**What is needed:** Except for the pictures, reproduce the records word for word.

╭──

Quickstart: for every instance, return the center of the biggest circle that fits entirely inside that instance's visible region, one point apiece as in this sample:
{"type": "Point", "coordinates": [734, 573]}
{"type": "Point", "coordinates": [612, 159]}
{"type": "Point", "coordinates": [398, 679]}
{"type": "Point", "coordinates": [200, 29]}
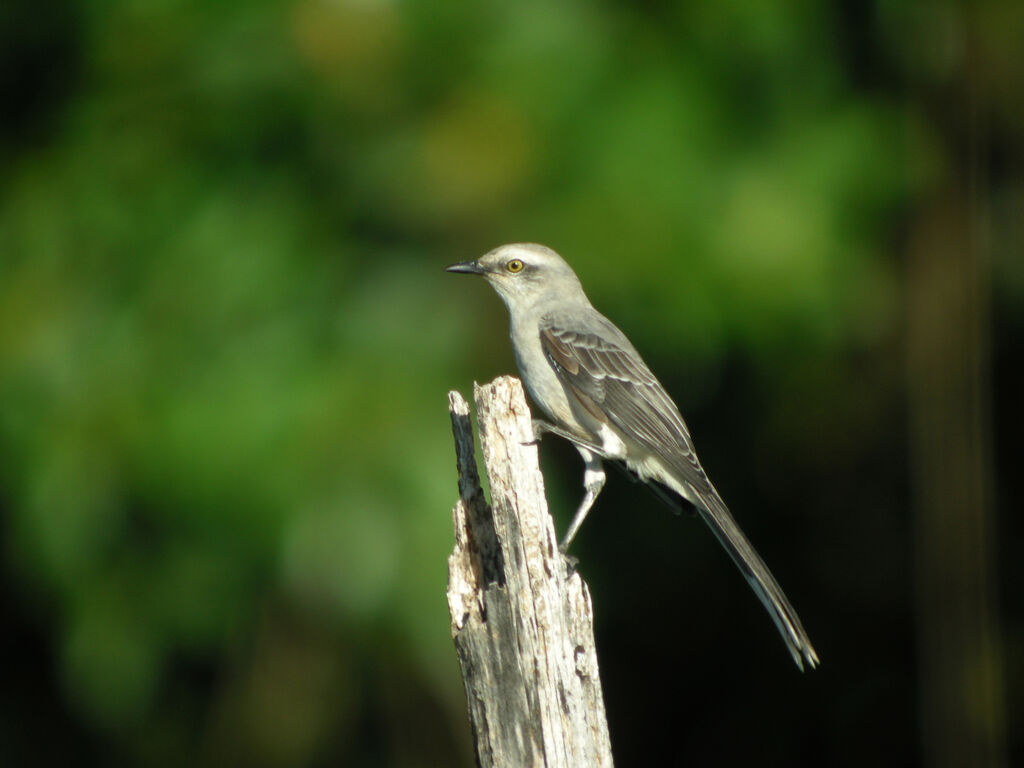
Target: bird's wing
{"type": "Point", "coordinates": [613, 383]}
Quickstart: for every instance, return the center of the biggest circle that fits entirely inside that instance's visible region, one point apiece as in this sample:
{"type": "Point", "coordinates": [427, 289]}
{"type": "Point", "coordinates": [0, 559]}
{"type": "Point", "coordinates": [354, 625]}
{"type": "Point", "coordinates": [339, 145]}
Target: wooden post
{"type": "Point", "coordinates": [522, 624]}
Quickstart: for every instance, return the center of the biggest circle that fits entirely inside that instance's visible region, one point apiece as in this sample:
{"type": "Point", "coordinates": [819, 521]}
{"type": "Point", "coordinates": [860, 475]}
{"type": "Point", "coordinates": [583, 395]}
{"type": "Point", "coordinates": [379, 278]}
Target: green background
{"type": "Point", "coordinates": [226, 337]}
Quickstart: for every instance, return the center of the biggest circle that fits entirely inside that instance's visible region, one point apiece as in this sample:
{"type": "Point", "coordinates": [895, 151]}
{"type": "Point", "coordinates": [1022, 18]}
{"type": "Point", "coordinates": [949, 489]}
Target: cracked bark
{"type": "Point", "coordinates": [522, 625]}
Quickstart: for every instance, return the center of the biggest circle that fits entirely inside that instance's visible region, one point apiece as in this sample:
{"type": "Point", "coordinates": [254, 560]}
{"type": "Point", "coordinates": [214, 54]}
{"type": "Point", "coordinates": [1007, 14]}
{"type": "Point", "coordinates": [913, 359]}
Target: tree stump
{"type": "Point", "coordinates": [521, 617]}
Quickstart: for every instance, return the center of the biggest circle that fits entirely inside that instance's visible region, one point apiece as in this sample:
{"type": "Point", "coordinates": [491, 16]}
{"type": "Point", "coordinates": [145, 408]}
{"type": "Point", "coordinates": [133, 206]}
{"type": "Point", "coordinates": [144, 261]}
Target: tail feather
{"type": "Point", "coordinates": [720, 520]}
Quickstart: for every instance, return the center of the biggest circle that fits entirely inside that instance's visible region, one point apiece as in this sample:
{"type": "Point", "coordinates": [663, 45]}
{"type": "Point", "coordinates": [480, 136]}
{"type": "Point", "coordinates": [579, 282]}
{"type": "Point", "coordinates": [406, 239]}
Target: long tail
{"type": "Point", "coordinates": [720, 520]}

╰──

**Your response:**
Quickstart: for every instance, return the center of the biggest circle that fits entirely inside that instance's visible region, one point apiece as in this sample:
{"type": "Point", "coordinates": [734, 573]}
{"type": "Point", "coordinates": [612, 159]}
{"type": "Point", "coordinates": [398, 679]}
{"type": "Point", "coordinates": [200, 29]}
Target: bird's wing
{"type": "Point", "coordinates": [613, 383]}
Quickstart: for every instance, return the center of the biggest circle that fits entirely inside that instance's visible region, one point apiece as in this sample:
{"type": "Point", "coordinates": [427, 289]}
{"type": "Point", "coordinates": [0, 559]}
{"type": "Point", "coordinates": [354, 625]}
{"type": "Point", "coordinates": [339, 145]}
Target: wooden post
{"type": "Point", "coordinates": [522, 624]}
Quickstart: for every instance, return the center of the biggest circle that fits entirely inside that instance's visible region, one point apiece as in this sample:
{"type": "Point", "coordinates": [819, 521]}
{"type": "Point", "coordinates": [860, 475]}
{"type": "Point", "coordinates": [583, 395]}
{"type": "Point", "coordinates": [379, 278]}
Target: green background
{"type": "Point", "coordinates": [226, 337]}
Quickstart: for every instance, return the center of the biggest circle that fits entirely inside that instance's visible region, one point apiece as in this sample:
{"type": "Point", "coordinates": [895, 151]}
{"type": "Point", "coordinates": [1022, 18]}
{"type": "Point", "coordinates": [949, 489]}
Target: cracked bark
{"type": "Point", "coordinates": [522, 625]}
Quickstart: for every instance, return the center of the biggest circle that fits entirely inside that instance's visible region, one point apiece as in this sample:
{"type": "Point", "coordinates": [254, 560]}
{"type": "Point", "coordinates": [214, 54]}
{"type": "Point", "coordinates": [1007, 14]}
{"type": "Point", "coordinates": [913, 359]}
Target: tree stump
{"type": "Point", "coordinates": [521, 617]}
Quickstart: for every instance, return the center of the biggest circle that fits entirely inside that instance's visible region, one point apiece as in this sample:
{"type": "Point", "coordinates": [491, 16]}
{"type": "Point", "coordinates": [145, 408]}
{"type": "Point", "coordinates": [133, 206]}
{"type": "Point", "coordinates": [144, 261]}
Target: tail feather
{"type": "Point", "coordinates": [720, 520]}
Quickstart: for every instance, return the center of the biggest circle that fits entirely inside that instance's visible region, one point apiece as in this sample:
{"type": "Point", "coordinates": [663, 45]}
{"type": "Point", "coordinates": [480, 136]}
{"type": "Point", "coordinates": [579, 282]}
{"type": "Point", "coordinates": [406, 239]}
Target: long tail
{"type": "Point", "coordinates": [720, 520]}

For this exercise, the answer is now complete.